*** Data records ***
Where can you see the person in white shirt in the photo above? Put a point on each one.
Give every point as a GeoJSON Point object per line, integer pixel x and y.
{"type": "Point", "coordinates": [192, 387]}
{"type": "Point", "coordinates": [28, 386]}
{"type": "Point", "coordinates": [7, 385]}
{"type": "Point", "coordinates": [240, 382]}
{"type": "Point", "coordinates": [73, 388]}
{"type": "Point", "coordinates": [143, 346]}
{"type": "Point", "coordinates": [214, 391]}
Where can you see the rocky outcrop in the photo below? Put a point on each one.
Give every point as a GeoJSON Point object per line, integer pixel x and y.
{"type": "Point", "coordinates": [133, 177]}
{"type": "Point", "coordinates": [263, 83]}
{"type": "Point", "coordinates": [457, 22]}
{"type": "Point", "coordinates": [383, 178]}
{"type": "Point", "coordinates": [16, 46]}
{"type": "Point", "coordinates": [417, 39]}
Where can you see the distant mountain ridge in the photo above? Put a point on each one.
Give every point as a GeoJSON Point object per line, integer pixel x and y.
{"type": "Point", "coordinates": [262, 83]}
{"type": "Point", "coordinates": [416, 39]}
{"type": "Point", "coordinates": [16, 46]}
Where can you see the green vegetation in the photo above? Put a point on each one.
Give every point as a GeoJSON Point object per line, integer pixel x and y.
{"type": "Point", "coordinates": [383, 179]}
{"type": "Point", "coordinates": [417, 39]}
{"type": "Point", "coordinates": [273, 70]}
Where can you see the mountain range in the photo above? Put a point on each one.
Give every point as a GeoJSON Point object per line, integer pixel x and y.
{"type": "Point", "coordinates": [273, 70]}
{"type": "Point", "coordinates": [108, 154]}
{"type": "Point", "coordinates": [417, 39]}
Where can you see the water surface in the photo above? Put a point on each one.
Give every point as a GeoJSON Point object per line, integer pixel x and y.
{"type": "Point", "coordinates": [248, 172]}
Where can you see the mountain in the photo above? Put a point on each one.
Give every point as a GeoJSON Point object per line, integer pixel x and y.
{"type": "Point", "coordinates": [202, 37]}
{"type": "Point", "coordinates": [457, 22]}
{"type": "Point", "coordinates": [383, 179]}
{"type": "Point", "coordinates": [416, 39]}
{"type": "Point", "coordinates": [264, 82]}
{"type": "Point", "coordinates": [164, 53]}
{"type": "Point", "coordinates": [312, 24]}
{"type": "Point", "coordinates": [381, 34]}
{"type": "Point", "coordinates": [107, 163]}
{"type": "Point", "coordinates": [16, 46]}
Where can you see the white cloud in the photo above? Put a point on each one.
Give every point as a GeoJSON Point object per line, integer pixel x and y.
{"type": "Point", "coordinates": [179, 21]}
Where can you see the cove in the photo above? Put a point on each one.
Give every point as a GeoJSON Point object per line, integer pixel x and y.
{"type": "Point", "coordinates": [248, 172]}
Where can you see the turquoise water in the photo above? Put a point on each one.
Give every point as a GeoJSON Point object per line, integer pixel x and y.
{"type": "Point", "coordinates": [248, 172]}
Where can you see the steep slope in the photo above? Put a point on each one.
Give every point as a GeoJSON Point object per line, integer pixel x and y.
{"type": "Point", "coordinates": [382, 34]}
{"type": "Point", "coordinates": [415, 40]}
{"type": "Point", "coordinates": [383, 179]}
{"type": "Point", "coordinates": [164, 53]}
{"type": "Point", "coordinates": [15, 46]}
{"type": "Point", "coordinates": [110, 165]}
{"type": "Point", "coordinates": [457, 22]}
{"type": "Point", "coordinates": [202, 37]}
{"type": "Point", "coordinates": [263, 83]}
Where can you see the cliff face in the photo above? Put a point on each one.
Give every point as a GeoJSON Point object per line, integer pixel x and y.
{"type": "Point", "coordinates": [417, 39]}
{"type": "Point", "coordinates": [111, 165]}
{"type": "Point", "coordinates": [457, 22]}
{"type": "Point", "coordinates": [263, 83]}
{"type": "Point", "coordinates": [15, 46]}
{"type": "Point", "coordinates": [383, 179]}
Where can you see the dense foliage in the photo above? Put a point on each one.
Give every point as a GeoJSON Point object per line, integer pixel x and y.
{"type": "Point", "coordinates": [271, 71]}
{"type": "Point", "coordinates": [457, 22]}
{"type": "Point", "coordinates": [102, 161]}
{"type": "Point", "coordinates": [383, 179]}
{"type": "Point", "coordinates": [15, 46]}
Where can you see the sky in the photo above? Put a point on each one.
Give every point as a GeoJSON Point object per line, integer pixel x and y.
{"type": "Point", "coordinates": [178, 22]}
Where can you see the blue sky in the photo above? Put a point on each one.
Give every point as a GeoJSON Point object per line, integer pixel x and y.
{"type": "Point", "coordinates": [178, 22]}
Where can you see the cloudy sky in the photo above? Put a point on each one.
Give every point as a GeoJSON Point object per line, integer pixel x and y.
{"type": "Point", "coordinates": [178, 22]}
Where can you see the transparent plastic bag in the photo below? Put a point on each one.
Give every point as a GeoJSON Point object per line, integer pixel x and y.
*** End of Data records ***
Task goal:
Nothing beyond the line containing "Where can you see the rocky" is to be output; the lines above, from the first one onward to that line, are to be transcribed exactly.

Written solution:
Where can you see the person in white shirt in the photo above? Put a point on each one.
Give every point as a GeoJSON Point object per line, integer pixel x and y.
{"type": "Point", "coordinates": [192, 387]}
{"type": "Point", "coordinates": [28, 386]}
{"type": "Point", "coordinates": [7, 385]}
{"type": "Point", "coordinates": [240, 382]}
{"type": "Point", "coordinates": [73, 388]}
{"type": "Point", "coordinates": [143, 346]}
{"type": "Point", "coordinates": [214, 391]}
Where can you see the rocky outcrop in the photo below? Put a point on each one.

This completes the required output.